» Your objective: Scale the material below by writing out every line again, requests included, with each x and y coordinate in the answer points multiplied by 0.95 and rounded to a whole number, halves going up. The sample coordinates in the requests stay as they are.

» Records of labeled points:
•••
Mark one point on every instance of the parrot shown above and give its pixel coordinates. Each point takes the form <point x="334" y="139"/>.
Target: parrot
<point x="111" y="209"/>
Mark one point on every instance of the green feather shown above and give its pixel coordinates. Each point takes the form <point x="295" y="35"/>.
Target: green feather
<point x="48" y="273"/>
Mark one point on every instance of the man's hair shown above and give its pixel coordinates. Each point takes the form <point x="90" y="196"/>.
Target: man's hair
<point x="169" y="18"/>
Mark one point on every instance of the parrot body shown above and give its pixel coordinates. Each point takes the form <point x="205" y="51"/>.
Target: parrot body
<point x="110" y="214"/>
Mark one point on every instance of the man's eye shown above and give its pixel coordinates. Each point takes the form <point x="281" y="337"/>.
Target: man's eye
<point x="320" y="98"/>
•••
» Solution to this task:
Mark one point on every instance of the parrot shown above and give its pixel coordinates. Each point takes the form <point x="334" y="139"/>.
Target: parrot
<point x="105" y="199"/>
Mark one point on every instance of the green feather shown above and give its pixel coordinates. Each point takes the form <point x="295" y="35"/>.
Target: green feather
<point x="46" y="259"/>
Mark one point on every instance of the man's hair shown above and give its pixel coordinates. Each point takes the form <point x="90" y="196"/>.
Target: man's hair
<point x="161" y="17"/>
Mark one point on every instance of the parrot body shown above and give its pixel coordinates. Each point takes the form <point x="205" y="51"/>.
Target: parrot body
<point x="105" y="203"/>
Mark one point on every instance of the man's eye shown above and give its pixel coordinates. Each point takes the form <point x="281" y="337"/>.
Target: man's eye
<point x="304" y="93"/>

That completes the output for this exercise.